▶ [GIVEN INFORMATION]:

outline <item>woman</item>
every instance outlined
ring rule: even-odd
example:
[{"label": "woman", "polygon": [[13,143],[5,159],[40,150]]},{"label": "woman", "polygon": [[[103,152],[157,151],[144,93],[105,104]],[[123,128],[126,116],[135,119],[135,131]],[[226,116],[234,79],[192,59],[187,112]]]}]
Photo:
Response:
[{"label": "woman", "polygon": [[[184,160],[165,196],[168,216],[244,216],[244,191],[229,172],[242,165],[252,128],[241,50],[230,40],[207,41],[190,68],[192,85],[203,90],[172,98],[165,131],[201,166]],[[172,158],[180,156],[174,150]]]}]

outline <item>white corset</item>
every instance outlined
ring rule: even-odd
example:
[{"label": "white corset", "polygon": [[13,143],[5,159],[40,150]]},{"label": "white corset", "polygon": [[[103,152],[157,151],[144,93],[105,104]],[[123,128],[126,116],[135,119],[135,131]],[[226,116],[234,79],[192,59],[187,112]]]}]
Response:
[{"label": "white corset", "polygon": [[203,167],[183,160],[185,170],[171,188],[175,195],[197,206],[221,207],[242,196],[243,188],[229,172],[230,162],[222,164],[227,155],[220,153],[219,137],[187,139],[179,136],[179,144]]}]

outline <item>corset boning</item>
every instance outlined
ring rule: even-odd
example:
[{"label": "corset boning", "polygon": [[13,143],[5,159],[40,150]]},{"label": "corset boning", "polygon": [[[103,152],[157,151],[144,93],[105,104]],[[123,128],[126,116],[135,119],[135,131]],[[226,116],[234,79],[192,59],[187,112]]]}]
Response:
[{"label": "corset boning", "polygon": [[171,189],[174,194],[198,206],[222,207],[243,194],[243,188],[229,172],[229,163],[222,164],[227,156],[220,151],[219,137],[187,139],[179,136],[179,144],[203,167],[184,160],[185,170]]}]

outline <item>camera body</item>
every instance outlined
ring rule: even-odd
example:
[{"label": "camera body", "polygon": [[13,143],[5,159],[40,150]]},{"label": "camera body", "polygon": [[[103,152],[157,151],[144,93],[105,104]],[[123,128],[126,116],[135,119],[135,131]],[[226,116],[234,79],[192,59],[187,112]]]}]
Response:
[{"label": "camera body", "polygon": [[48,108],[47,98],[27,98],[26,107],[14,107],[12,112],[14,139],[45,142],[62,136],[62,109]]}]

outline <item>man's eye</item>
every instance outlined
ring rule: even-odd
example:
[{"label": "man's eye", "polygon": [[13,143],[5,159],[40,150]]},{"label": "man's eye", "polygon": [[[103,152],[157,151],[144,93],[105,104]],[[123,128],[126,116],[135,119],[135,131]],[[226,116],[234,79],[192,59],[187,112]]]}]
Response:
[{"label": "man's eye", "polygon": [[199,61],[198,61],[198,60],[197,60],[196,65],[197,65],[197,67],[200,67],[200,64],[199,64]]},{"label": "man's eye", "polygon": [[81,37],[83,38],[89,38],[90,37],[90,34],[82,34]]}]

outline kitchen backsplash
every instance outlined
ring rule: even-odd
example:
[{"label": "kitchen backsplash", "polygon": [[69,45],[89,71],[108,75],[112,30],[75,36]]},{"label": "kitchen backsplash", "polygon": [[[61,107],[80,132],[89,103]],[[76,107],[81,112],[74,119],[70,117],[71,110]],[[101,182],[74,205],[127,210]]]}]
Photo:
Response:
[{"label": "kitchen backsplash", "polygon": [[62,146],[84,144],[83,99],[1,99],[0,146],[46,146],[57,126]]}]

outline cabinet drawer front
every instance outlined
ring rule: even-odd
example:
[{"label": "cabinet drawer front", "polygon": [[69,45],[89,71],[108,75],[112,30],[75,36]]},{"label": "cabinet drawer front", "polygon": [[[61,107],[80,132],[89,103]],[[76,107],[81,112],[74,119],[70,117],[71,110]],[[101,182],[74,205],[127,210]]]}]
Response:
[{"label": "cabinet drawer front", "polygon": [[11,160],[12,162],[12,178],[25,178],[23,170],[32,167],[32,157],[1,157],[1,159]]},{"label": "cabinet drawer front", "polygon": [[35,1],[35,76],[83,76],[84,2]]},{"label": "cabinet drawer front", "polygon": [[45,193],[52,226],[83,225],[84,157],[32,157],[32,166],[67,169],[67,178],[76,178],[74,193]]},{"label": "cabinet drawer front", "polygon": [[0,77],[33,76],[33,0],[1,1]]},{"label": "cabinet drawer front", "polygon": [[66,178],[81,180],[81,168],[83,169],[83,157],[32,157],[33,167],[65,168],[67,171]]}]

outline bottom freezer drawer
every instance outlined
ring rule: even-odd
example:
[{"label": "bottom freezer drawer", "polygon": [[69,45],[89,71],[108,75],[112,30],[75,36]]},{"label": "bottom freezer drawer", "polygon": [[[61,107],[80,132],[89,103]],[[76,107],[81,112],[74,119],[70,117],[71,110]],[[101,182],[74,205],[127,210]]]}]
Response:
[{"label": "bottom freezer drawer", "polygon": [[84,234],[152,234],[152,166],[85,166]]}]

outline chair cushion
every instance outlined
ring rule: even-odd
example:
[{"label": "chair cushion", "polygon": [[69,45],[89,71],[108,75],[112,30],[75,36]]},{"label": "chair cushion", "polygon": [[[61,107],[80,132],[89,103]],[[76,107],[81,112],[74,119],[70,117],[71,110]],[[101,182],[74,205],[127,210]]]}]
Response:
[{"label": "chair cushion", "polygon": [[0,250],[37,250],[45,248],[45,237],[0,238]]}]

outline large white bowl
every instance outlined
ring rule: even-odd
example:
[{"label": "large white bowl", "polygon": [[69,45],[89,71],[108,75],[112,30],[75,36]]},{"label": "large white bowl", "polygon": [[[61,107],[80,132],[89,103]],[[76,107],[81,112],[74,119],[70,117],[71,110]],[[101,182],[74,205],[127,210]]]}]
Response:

▶ [WHAT THE TASK ASKS]: Reproduce all of the items above, changing each occurrence of "every instance outlined" to "all instances outlined" and leaving everything else unchanged.

▶ [RESULT FOR THIS TASK]:
outline <item>woman</item>
all instances outlined
ring rule: even-odd
example:
[{"label": "woman", "polygon": [[13,143],[5,159],[40,150]]},{"label": "woman", "polygon": [[[103,152],[157,151],[144,93],[105,104]],[[123,128],[126,116],[135,119],[135,131]],[[226,116],[234,79],[192,59],[187,112]]]}]
Photo:
Response:
[{"label": "woman", "polygon": [[[184,160],[165,196],[168,216],[244,216],[244,191],[229,172],[242,165],[252,128],[241,50],[230,40],[207,41],[190,68],[192,85],[203,90],[172,98],[165,131],[201,166]],[[172,158],[180,156],[174,150]]]}]

outline <item>white corset</item>
all instances outlined
ring rule: even-odd
example:
[{"label": "white corset", "polygon": [[13,143],[5,159],[40,150]]},{"label": "white corset", "polygon": [[[103,152],[157,151],[144,93],[105,104]],[[123,128],[126,116],[135,119],[135,131]],[[226,116],[234,79],[192,59],[187,112]]]}]
Response:
[{"label": "white corset", "polygon": [[203,167],[183,160],[185,170],[171,188],[175,195],[197,206],[221,207],[242,196],[243,188],[229,172],[230,162],[222,164],[227,155],[220,153],[219,137],[187,139],[179,136],[179,144]]}]

outline <item>corset boning</item>
all instances outlined
ring rule: even-odd
example:
[{"label": "corset boning", "polygon": [[13,143],[5,159],[40,150]]},{"label": "corset boning", "polygon": [[[103,152],[157,151],[144,93],[105,104]],[[123,128],[126,116],[135,119],[135,131]],[[226,116],[234,79],[192,59],[187,112]]]}]
Response:
[{"label": "corset boning", "polygon": [[171,189],[174,194],[198,206],[222,207],[243,194],[243,188],[229,172],[229,163],[222,164],[227,156],[220,151],[219,137],[187,139],[179,136],[179,144],[203,167],[184,160],[185,170]]}]

outline <item>camera body</item>
all instances outlined
ring rule: even-odd
example:
[{"label": "camera body", "polygon": [[13,143],[5,159],[40,150]]},{"label": "camera body", "polygon": [[[103,152],[157,151],[144,93],[105,104]],[[123,128],[126,116],[135,119],[135,131]],[[226,116],[234,79],[192,59],[187,112]]]}]
Response:
[{"label": "camera body", "polygon": [[48,108],[47,98],[27,98],[26,107],[14,107],[12,112],[14,139],[45,142],[62,136],[62,109]]}]

outline <item>man's eye</item>
all instances outlined
ring rule: even-odd
example:
[{"label": "man's eye", "polygon": [[13,143],[5,159],[40,150]]},{"label": "man's eye", "polygon": [[[103,152],[157,151],[144,93],[105,104]],[[123,128],[126,116],[135,119],[135,131]],[[226,116],[234,79],[192,59],[187,112]]]}]
Response:
[{"label": "man's eye", "polygon": [[199,61],[198,61],[198,60],[197,60],[196,65],[197,65],[197,67],[200,67],[200,64],[199,64]]},{"label": "man's eye", "polygon": [[81,37],[83,38],[89,38],[90,37],[90,34],[82,34]]}]

outline kitchen backsplash
all instances outlined
ring rule: even-odd
example:
[{"label": "kitchen backsplash", "polygon": [[69,45],[89,71],[108,75],[112,30],[75,36]]},{"label": "kitchen backsplash", "polygon": [[[61,107],[80,132],[89,103]],[[76,107],[81,112],[74,119],[70,117],[71,110]],[[101,182],[74,205],[127,210]]]}]
Photo:
Response:
[{"label": "kitchen backsplash", "polygon": [[62,146],[84,144],[83,99],[1,99],[0,146],[46,146],[57,126]]}]

outline cabinet drawer front
all instances outlined
ring rule: even-odd
example:
[{"label": "cabinet drawer front", "polygon": [[69,45],[89,71],[108,75],[112,30],[75,36]]},{"label": "cabinet drawer front", "polygon": [[[61,107],[80,132],[89,103]],[[76,107],[81,112],[74,119],[70,117],[71,110]],[[101,182],[74,205],[127,210]]]}]
Response:
[{"label": "cabinet drawer front", "polygon": [[11,160],[12,162],[12,178],[25,178],[23,170],[32,167],[32,157],[1,157],[1,159]]},{"label": "cabinet drawer front", "polygon": [[35,1],[35,76],[83,76],[84,2]]},{"label": "cabinet drawer front", "polygon": [[45,193],[52,226],[83,225],[84,157],[32,157],[32,166],[67,169],[67,178],[76,178],[74,193]]},{"label": "cabinet drawer front", "polygon": [[0,77],[33,76],[33,0],[1,1]]},{"label": "cabinet drawer front", "polygon": [[66,178],[81,180],[81,168],[83,169],[83,157],[32,157],[33,167],[65,168],[67,171]]}]

outline bottom freezer drawer
all instances outlined
ring rule: even-odd
example:
[{"label": "bottom freezer drawer", "polygon": [[69,45],[89,71],[108,75],[112,30],[75,36]]},{"label": "bottom freezer drawer", "polygon": [[[61,107],[80,132],[89,103]],[[76,107],[81,112],[74,119],[70,117],[71,110]],[[101,182],[74,205],[127,210]]]}]
Response:
[{"label": "bottom freezer drawer", "polygon": [[84,234],[152,234],[152,166],[85,166]]}]

outline chair cushion
all instances outlined
ring rule: even-odd
example:
[{"label": "chair cushion", "polygon": [[69,45],[89,71],[108,75],[112,30],[75,36]]},{"label": "chair cushion", "polygon": [[[61,107],[80,132],[89,103]],[[76,107],[81,112],[74,119],[70,117],[71,110]],[[101,182],[74,205],[127,210]]]}]
Response:
[{"label": "chair cushion", "polygon": [[0,250],[37,250],[45,248],[45,237],[0,238]]}]

outline large white bowl
all instances outlined
ring rule: even-odd
example:
[{"label": "large white bowl", "polygon": [[69,45],[89,71],[108,75],[112,30],[75,36]]},{"label": "large white bowl", "polygon": [[[61,107],[80,132],[89,103]],[[76,107],[81,112],[74,119],[70,117],[71,110]],[[101,182],[74,205],[127,210]]]}]
Response:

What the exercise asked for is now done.